Copy out the entries below precisely; nothing is to be omitted.

===== Source material

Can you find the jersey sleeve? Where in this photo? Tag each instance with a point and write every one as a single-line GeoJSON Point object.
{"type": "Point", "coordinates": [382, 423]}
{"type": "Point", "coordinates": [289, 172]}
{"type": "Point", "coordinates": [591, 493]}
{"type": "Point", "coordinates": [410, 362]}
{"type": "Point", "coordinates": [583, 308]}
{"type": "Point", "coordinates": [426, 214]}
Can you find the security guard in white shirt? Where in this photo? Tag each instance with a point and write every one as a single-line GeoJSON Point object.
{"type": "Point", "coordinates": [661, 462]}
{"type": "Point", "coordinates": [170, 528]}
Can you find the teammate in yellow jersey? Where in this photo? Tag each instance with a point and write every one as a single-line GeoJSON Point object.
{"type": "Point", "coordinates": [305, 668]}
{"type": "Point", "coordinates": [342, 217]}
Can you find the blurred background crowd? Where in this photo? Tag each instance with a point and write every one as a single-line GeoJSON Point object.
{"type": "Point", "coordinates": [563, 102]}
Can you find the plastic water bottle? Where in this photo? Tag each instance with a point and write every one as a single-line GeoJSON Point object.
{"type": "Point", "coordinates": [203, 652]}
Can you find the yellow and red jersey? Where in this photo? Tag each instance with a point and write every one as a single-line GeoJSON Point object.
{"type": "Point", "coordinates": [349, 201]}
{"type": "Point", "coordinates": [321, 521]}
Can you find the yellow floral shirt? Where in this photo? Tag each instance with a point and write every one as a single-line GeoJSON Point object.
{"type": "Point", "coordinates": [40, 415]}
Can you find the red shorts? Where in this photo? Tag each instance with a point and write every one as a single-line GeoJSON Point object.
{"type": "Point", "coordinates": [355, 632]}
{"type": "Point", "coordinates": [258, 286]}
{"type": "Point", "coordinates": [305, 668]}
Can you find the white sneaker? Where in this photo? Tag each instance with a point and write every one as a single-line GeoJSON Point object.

==========

** Reply to the exercise **
Can you find the jersey sleeve? Where in this photo? Tag each instance with a point and write every one as a single-line GeoJSON Point object.
{"type": "Point", "coordinates": [382, 423]}
{"type": "Point", "coordinates": [289, 172]}
{"type": "Point", "coordinates": [591, 493]}
{"type": "Point", "coordinates": [410, 362]}
{"type": "Point", "coordinates": [583, 308]}
{"type": "Point", "coordinates": [426, 214]}
Can you find the security guard in white shirt? Where in this photo? Tag each instance with a point and write every one as a single-line GeoJSON Point object.
{"type": "Point", "coordinates": [661, 462]}
{"type": "Point", "coordinates": [170, 528]}
Can you find the teammate in yellow jersey? Where in this photo? Tag each instance with a point and write every one as a single-line GeoJSON Point object.
{"type": "Point", "coordinates": [305, 668]}
{"type": "Point", "coordinates": [342, 217]}
Can you find the blurred background crowd? Where in this photo? Tag each instance with a point and write every one as a single-line GeoJSON Point object.
{"type": "Point", "coordinates": [563, 102]}
Can you find the plastic water bottle? Where in this photo? Tag each instance with a point and write every one as a single-line GeoJSON Point object.
{"type": "Point", "coordinates": [203, 652]}
Can you find the yellow and red jersey? Where in this photo? Tag each instance with a point and write every one as a single-line GeoJSON Point object.
{"type": "Point", "coordinates": [349, 201]}
{"type": "Point", "coordinates": [321, 521]}
Can you find the yellow floral shirt? Where in this photo? Tag each instance with a point and write every one as a single-line GeoJSON Point object.
{"type": "Point", "coordinates": [40, 415]}
Can you find the red shorts? Where in this photo? Tag each instance with a point and write every one as a single-line GeoJSON Point object.
{"type": "Point", "coordinates": [355, 632]}
{"type": "Point", "coordinates": [258, 286]}
{"type": "Point", "coordinates": [305, 668]}
Can you find the white sneaker? Where in this photo? Tag each instance with a point and write every one as a single-line GeoJSON Point object.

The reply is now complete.